(GIVEN INFORMATION)
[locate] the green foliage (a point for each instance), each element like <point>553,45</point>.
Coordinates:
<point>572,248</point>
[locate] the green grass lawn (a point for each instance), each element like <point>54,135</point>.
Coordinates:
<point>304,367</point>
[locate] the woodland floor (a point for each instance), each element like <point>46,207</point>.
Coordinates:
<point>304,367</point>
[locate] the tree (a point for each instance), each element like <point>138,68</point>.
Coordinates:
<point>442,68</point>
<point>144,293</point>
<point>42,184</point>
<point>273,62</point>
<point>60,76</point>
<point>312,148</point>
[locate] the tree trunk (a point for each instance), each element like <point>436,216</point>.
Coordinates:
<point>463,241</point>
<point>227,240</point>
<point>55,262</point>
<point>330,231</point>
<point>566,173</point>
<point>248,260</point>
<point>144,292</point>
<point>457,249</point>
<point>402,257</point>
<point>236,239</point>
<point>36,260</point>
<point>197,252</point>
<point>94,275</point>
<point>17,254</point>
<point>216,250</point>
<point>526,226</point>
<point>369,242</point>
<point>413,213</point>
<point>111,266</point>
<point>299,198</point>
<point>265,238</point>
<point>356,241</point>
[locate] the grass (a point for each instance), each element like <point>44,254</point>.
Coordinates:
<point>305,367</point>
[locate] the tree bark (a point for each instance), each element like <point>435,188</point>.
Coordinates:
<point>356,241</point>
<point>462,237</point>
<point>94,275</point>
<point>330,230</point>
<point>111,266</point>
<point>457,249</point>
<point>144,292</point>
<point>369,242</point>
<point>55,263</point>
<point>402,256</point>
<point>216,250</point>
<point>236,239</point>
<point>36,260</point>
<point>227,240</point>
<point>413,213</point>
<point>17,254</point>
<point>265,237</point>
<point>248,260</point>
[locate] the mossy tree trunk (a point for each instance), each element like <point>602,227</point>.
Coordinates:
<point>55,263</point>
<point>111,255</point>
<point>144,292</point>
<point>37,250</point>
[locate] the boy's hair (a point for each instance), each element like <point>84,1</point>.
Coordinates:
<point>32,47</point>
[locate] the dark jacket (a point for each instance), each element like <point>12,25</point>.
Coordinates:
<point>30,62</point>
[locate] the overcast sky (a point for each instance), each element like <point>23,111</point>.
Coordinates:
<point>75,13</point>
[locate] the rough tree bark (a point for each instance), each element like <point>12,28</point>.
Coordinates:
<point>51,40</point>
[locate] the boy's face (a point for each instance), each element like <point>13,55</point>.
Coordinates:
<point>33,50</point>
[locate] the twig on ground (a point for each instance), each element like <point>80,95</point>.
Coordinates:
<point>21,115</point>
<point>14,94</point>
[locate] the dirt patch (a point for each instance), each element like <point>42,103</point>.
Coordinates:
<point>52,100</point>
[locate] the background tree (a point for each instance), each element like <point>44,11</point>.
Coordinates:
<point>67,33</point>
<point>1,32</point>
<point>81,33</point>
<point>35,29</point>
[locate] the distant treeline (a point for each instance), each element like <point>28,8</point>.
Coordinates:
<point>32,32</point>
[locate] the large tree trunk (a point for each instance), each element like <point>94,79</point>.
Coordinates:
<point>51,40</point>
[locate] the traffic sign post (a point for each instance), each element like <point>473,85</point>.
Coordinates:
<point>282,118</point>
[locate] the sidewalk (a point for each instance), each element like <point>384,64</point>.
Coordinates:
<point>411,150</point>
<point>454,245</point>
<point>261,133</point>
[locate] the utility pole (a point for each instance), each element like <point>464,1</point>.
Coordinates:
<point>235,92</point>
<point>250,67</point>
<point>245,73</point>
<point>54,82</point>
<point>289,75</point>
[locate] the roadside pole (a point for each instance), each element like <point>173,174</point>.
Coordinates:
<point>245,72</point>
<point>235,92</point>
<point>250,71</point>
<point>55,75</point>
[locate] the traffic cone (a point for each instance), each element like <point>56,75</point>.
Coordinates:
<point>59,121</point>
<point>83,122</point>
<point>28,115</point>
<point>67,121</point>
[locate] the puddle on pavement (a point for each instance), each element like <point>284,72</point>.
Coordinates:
(End GIVEN INFORMATION)
#### [WHAT IS REQUIRED]
All entries are to be repeated exactly and completely.

#### [YOUR RESPONSE]
[locate] the green foliage (a point for each instance), each element like <point>553,45</point>.
Coordinates:
<point>572,248</point>
[locate] the green grass lawn (a point for each instance), each element like <point>54,135</point>.
Coordinates:
<point>304,367</point>
[locate] the woodland floor (a point for each instance), each element like <point>46,207</point>.
Coordinates:
<point>304,367</point>
[locate] the tree (a point for each instance), each element like <point>138,68</point>.
Coordinates:
<point>442,68</point>
<point>144,293</point>
<point>42,184</point>
<point>273,62</point>
<point>60,76</point>
<point>312,148</point>
[locate] the tree trunk (a point for each instance), each element like <point>436,216</point>.
Coordinates:
<point>463,241</point>
<point>227,240</point>
<point>55,262</point>
<point>330,231</point>
<point>566,173</point>
<point>248,260</point>
<point>144,292</point>
<point>457,249</point>
<point>402,257</point>
<point>236,239</point>
<point>36,260</point>
<point>197,252</point>
<point>94,275</point>
<point>17,254</point>
<point>216,250</point>
<point>526,226</point>
<point>369,242</point>
<point>413,213</point>
<point>111,266</point>
<point>299,198</point>
<point>265,238</point>
<point>356,241</point>
[locate] the grass (a point for each instance), each element like <point>44,254</point>.
Coordinates:
<point>305,367</point>
[locate] the tree bark (a point for each instance), each element like <point>435,188</point>.
Coordinates:
<point>356,241</point>
<point>462,237</point>
<point>94,275</point>
<point>330,230</point>
<point>111,266</point>
<point>457,249</point>
<point>144,292</point>
<point>369,242</point>
<point>55,263</point>
<point>402,256</point>
<point>216,250</point>
<point>236,239</point>
<point>36,260</point>
<point>227,240</point>
<point>413,213</point>
<point>17,254</point>
<point>265,237</point>
<point>248,260</point>
[locate] the mossy tree trunk (a point for each instance), each element like <point>602,227</point>.
Coordinates:
<point>55,263</point>
<point>111,255</point>
<point>144,292</point>
<point>37,250</point>
[locate] the boy's hair (a point for each instance), each element like <point>84,1</point>.
Coordinates:
<point>32,47</point>
[locate] the dark jacket (a point for each instance), each element like <point>12,25</point>.
Coordinates:
<point>30,62</point>
[locate] the overcast sky (a point for each instance), each element like <point>23,111</point>.
Coordinates:
<point>75,13</point>
[locate] the rough tree bark (a point for each instance), each element like <point>12,28</point>.
Coordinates:
<point>51,40</point>
[locate] the boy's face (a point for each instance), each element like <point>13,55</point>.
Coordinates:
<point>33,50</point>
[locate] the twig on ground (a point for each instance), each element like <point>80,95</point>.
Coordinates:
<point>21,115</point>
<point>14,94</point>
[locate] the dirt patch (a point for each instance), each element like <point>42,103</point>.
Coordinates:
<point>52,100</point>
[locate] the background tree (a point for each instance), each element like <point>44,11</point>.
Coordinates:
<point>67,33</point>
<point>1,32</point>
<point>81,33</point>
<point>35,29</point>
[locate] the distant treeline (a point for each instance), each element like <point>28,8</point>.
Coordinates:
<point>32,32</point>
[locate] the large tree trunk (a point for each instance), each element like <point>94,79</point>.
Coordinates:
<point>51,40</point>
[locate] the traffic sign post (a point for each instance), each element like <point>473,85</point>.
Coordinates:
<point>282,118</point>
[locate] the sidewalk (a point for each instance), each element like <point>384,64</point>.
Coordinates:
<point>411,150</point>
<point>454,245</point>
<point>261,133</point>
[locate] the utility pole (a point for each instance), each element like <point>464,1</point>.
Coordinates:
<point>235,92</point>
<point>250,67</point>
<point>245,73</point>
<point>54,82</point>
<point>289,75</point>
[locate] the roadside pole (a point for each instance), each element like <point>173,174</point>.
Coordinates:
<point>245,72</point>
<point>235,92</point>
<point>250,71</point>
<point>55,75</point>
[locate] the traffic cone (a point for each instance), each element like <point>56,75</point>.
Coordinates:
<point>59,121</point>
<point>83,122</point>
<point>28,115</point>
<point>67,121</point>
[locate] the puddle on pavement (a point for each instance), each element like <point>284,72</point>.
Coordinates:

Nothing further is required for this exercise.